Nothing in the records should change; write them all out exactly.

# Input for this task
§ §
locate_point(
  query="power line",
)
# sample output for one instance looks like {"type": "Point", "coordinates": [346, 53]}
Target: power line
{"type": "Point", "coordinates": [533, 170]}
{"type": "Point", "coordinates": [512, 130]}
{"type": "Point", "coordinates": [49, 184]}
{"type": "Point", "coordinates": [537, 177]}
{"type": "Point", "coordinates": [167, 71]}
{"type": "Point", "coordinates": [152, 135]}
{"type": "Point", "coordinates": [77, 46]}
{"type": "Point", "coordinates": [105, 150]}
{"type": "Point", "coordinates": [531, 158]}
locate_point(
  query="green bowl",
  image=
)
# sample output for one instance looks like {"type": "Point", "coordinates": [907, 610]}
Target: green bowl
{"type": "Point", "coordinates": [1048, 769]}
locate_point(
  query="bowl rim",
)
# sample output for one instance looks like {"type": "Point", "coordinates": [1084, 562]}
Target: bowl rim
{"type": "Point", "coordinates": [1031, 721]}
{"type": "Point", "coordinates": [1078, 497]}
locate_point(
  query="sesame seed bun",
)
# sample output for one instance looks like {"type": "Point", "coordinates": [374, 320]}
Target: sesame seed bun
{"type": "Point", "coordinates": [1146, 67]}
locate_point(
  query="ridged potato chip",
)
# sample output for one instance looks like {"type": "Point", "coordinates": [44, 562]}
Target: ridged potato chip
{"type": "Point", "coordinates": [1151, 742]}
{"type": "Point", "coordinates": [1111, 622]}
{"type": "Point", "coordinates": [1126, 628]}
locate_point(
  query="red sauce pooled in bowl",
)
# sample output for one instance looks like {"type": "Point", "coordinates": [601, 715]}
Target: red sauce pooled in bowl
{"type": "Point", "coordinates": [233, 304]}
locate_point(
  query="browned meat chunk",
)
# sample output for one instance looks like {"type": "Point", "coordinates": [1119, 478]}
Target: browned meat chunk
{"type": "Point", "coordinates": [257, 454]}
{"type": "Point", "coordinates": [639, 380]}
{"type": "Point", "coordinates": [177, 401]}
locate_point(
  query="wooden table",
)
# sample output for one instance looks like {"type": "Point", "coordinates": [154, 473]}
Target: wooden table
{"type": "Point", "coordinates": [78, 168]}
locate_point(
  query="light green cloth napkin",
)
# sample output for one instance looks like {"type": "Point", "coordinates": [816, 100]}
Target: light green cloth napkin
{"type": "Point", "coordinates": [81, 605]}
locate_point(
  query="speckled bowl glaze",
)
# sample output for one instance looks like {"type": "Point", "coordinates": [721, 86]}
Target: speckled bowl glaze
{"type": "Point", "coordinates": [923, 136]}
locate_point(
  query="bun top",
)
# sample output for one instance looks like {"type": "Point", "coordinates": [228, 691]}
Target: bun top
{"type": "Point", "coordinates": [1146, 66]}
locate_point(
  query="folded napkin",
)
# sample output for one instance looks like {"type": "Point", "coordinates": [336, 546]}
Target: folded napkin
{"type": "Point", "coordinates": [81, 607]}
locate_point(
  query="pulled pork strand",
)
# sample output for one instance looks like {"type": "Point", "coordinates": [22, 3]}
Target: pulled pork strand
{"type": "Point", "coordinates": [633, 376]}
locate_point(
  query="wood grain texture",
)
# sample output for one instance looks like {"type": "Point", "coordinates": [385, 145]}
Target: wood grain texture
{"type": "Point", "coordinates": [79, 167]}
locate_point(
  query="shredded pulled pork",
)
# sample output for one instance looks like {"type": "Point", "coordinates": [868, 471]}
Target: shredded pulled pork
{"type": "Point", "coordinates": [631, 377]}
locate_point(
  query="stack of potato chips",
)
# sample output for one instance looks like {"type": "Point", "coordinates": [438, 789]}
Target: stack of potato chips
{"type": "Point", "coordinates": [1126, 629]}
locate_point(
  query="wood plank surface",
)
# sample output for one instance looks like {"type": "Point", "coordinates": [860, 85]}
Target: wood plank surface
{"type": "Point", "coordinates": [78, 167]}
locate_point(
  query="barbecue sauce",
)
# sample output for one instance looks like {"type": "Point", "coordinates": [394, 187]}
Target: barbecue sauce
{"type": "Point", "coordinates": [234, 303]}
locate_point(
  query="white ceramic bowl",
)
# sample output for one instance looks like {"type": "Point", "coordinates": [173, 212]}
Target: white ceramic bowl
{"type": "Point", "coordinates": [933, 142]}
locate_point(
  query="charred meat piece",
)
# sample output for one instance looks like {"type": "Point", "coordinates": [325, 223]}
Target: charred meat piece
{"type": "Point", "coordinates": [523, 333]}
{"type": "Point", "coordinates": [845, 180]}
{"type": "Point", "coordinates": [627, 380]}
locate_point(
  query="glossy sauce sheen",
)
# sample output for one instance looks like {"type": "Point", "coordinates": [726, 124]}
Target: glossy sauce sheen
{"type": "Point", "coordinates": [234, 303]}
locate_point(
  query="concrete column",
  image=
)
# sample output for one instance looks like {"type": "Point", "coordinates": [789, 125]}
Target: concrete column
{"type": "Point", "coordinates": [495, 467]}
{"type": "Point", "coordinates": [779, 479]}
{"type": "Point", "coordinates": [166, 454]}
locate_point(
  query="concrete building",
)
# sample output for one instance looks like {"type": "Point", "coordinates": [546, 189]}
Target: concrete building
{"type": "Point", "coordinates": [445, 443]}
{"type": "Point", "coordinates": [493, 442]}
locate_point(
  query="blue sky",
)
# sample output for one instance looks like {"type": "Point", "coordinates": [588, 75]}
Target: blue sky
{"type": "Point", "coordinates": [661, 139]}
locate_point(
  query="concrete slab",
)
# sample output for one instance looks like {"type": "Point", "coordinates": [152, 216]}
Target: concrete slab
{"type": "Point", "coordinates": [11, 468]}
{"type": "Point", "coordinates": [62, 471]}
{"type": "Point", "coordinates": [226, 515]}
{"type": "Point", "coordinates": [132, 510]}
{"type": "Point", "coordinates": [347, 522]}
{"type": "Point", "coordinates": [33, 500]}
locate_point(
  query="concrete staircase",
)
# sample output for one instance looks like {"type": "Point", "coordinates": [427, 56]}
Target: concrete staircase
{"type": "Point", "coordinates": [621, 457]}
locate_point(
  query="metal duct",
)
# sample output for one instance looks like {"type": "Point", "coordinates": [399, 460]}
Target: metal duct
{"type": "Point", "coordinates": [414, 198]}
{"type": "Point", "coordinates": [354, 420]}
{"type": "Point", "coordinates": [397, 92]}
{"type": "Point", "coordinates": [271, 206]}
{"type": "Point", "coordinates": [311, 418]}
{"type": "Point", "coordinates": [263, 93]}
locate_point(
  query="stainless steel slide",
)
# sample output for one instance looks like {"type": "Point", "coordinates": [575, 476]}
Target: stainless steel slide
§ §
# Written response
locate_point(
  query="power line",
)
# sample output for one instance looks like {"type": "Point", "coordinates": [346, 53]}
Target: power line
{"type": "Point", "coordinates": [533, 170]}
{"type": "Point", "coordinates": [512, 130]}
{"type": "Point", "coordinates": [49, 184]}
{"type": "Point", "coordinates": [537, 177]}
{"type": "Point", "coordinates": [167, 71]}
{"type": "Point", "coordinates": [152, 135]}
{"type": "Point", "coordinates": [77, 46]}
{"type": "Point", "coordinates": [105, 150]}
{"type": "Point", "coordinates": [531, 158]}
locate_point(
  query="green bowl",
  image=
)
# sample output for one instance looks like {"type": "Point", "coordinates": [907, 610]}
Target: green bowl
{"type": "Point", "coordinates": [1048, 769]}
locate_point(
  query="bowl rim",
)
# sample output for one instance looks like {"type": "Point", "coordinates": [1084, 562]}
Target: bowl rim
{"type": "Point", "coordinates": [1031, 721]}
{"type": "Point", "coordinates": [1078, 497]}
locate_point(
  query="sesame seed bun",
)
# sample output for one instance looks like {"type": "Point", "coordinates": [374, 320]}
Target: sesame seed bun
{"type": "Point", "coordinates": [1146, 67]}
locate_point(
  query="ridged potato chip",
)
# sample output for one instance looks like {"type": "Point", "coordinates": [44, 562]}
Target: ridged potato chip
{"type": "Point", "coordinates": [1151, 742]}
{"type": "Point", "coordinates": [1111, 622]}
{"type": "Point", "coordinates": [1126, 628]}
locate_point(
  query="red sauce pooled in bowl",
)
# sample output for one instance looks like {"type": "Point", "coordinates": [601, 715]}
Target: red sauce pooled in bowl
{"type": "Point", "coordinates": [233, 304]}
locate_point(
  query="browned meat chunk",
)
# sample output for one instance looks like {"type": "Point", "coordinates": [1119, 478]}
Target: browned meat chunk
{"type": "Point", "coordinates": [257, 454]}
{"type": "Point", "coordinates": [639, 380]}
{"type": "Point", "coordinates": [177, 401]}
locate_point(
  query="wooden table",
)
# sample output for one instance looks like {"type": "Point", "coordinates": [154, 473]}
Target: wooden table
{"type": "Point", "coordinates": [78, 168]}
locate_point(
  query="light green cloth napkin",
)
# sample output for one instance looks like {"type": "Point", "coordinates": [816, 100]}
Target: light green cloth napkin
{"type": "Point", "coordinates": [81, 605]}
locate_point(
  query="speckled bowl glaze",
)
# sample output for one instance looks like {"type": "Point", "coordinates": [721, 86]}
Target: speckled bowl glaze
{"type": "Point", "coordinates": [923, 136]}
locate_point(
  query="bun top",
)
# sample output for one instance looks like {"type": "Point", "coordinates": [228, 691]}
Target: bun top
{"type": "Point", "coordinates": [1146, 66]}
locate_point(
  query="folded napkin",
)
# sample output for one instance looks like {"type": "Point", "coordinates": [336, 546]}
Target: folded napkin
{"type": "Point", "coordinates": [81, 607]}
locate_point(
  query="pulled pork strand",
)
# sample output for one instance looks like {"type": "Point", "coordinates": [22, 3]}
Target: pulled pork strand
{"type": "Point", "coordinates": [633, 376]}
locate_point(
  query="wood grain texture",
)
# sample output for one instance looks like {"type": "Point", "coordinates": [385, 145]}
Target: wood grain texture
{"type": "Point", "coordinates": [79, 167]}
locate_point(
  query="shredded pulled pork",
)
# sample output for one instance looks like {"type": "Point", "coordinates": [868, 471]}
Target: shredded pulled pork
{"type": "Point", "coordinates": [631, 377]}
locate_point(
  query="stack of potato chips",
)
# sample output for one instance looks like {"type": "Point", "coordinates": [438, 789]}
Target: stack of potato chips
{"type": "Point", "coordinates": [1126, 629]}
locate_point(
  query="wood plank surface",
)
# sample output for one instance looks like {"type": "Point", "coordinates": [860, 85]}
Target: wood plank surface
{"type": "Point", "coordinates": [78, 167]}
locate_point(
  query="barbecue sauce",
)
# sample output for one instance looks like {"type": "Point", "coordinates": [394, 187]}
Target: barbecue sauce
{"type": "Point", "coordinates": [234, 303]}
locate_point(
  query="white ceramic bowl",
)
# sample output for one instance looks like {"type": "Point", "coordinates": [173, 212]}
Target: white ceramic bowl
{"type": "Point", "coordinates": [933, 142]}
locate_point(
  query="charred meat piece",
)
# sample output for one instance looks like {"type": "Point", "coordinates": [325, 223]}
Target: charred meat piece
{"type": "Point", "coordinates": [523, 333]}
{"type": "Point", "coordinates": [845, 180]}
{"type": "Point", "coordinates": [627, 380]}
locate_point(
  query="glossy sauce sheen",
)
# sample output for one instance looks like {"type": "Point", "coordinates": [726, 124]}
Target: glossy sauce sheen
{"type": "Point", "coordinates": [234, 303]}
locate_point(
  query="concrete column",
  image=
)
# sample output for one instance looks like {"type": "Point", "coordinates": [789, 125]}
Target: concrete column
{"type": "Point", "coordinates": [495, 467]}
{"type": "Point", "coordinates": [779, 479]}
{"type": "Point", "coordinates": [166, 454]}
locate_point(
  query="concrete building",
)
# sample output for one instance looks like {"type": "Point", "coordinates": [546, 189]}
Target: concrete building
{"type": "Point", "coordinates": [445, 443]}
{"type": "Point", "coordinates": [493, 442]}
locate_point(
  query="blue sky",
)
# sample output for one instance looks like {"type": "Point", "coordinates": [588, 75]}
Target: blue sky
{"type": "Point", "coordinates": [661, 139]}
locate_point(
  query="concrete slab",
)
# sample output for one instance looks like {"type": "Point", "coordinates": [152, 216]}
Target: concrete slab
{"type": "Point", "coordinates": [11, 468]}
{"type": "Point", "coordinates": [62, 471]}
{"type": "Point", "coordinates": [226, 515]}
{"type": "Point", "coordinates": [132, 510]}
{"type": "Point", "coordinates": [347, 522]}
{"type": "Point", "coordinates": [33, 500]}
locate_point(
  query="concrete staircase",
)
# sample output for one instance looks like {"type": "Point", "coordinates": [427, 56]}
Target: concrete staircase
{"type": "Point", "coordinates": [621, 457]}
locate_point(
  query="metal duct",
)
# sample output for one instance looks like {"type": "Point", "coordinates": [399, 460]}
Target: metal duct
{"type": "Point", "coordinates": [414, 198]}
{"type": "Point", "coordinates": [354, 420]}
{"type": "Point", "coordinates": [397, 92]}
{"type": "Point", "coordinates": [271, 206]}
{"type": "Point", "coordinates": [311, 418]}
{"type": "Point", "coordinates": [263, 93]}
locate_point(
  query="stainless steel slide",
)
# sample output for one instance looks like {"type": "Point", "coordinates": [575, 476]}
Target: stainless steel slide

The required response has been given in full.